Listed entries:
◇ ◇ ◇ ◇

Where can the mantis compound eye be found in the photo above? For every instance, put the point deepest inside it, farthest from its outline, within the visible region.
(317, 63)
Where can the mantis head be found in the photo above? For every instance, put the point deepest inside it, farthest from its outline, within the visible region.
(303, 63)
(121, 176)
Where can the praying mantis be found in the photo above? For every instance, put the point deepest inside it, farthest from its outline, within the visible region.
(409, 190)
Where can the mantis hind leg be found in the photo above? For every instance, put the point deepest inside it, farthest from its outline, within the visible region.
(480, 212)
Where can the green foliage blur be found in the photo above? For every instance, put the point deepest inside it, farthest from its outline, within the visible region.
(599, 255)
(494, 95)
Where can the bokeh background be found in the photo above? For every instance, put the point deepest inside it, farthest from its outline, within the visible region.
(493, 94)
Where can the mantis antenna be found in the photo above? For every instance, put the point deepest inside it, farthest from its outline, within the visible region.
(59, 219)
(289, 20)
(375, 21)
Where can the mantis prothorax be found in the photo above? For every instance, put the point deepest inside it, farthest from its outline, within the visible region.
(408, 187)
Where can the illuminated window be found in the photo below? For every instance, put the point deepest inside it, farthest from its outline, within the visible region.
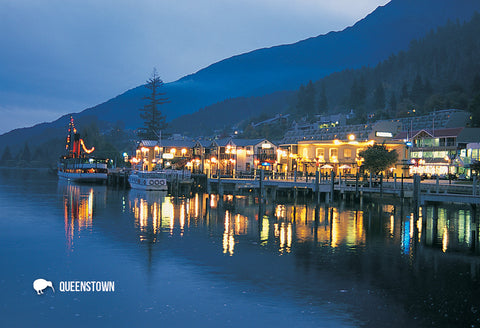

◇ ◇ ◇ ◇

Aim:
Can you copy out every line above word for word, omitting any pictures?

Output for this task:
Where can the mantis compound eye be found in the photo above? For every instance, put the point deepest inside it, farthest from its outline, within the visible region.
(317, 63)
Where can the mantis head be found in the photo above? For every instance, put the point deepest inside it, farthest from its outline, within the visible region.
(303, 63)
(121, 176)
Where can the praying mantis be found in the photo above? For every instance, put the point deepest inside it, farthest from its outline, within the visible region.
(409, 190)
Where can the mantis hind leg be found in the photo above? For every instance, put the point deepest inside it, farthest from its outline, within the visible region.
(480, 212)
Where can the green foliage blur be found in the photo above? For every instance, put the point deepest inside it, farthest from its outline, within the visible region.
(599, 255)
(494, 95)
Where can the bokeh background be found in the photo above? For every instance, put the point deepest inside it, farthest from its outline, within the visible region.
(493, 94)
Where can the mantis antenna be found in the photo above? For every instance, put the point deepest inside it, farthest from its outline, within the visible region.
(59, 219)
(289, 20)
(375, 21)
Where can the mantis prothorax be found in the photo above? For every instance, put the point deepest inside it, farthest from its outline, within the visible region.
(408, 187)
Where can the illuminated window be found in the photo below? For every instance, put the point deepest inside it, farthest from its outline, within the visible region.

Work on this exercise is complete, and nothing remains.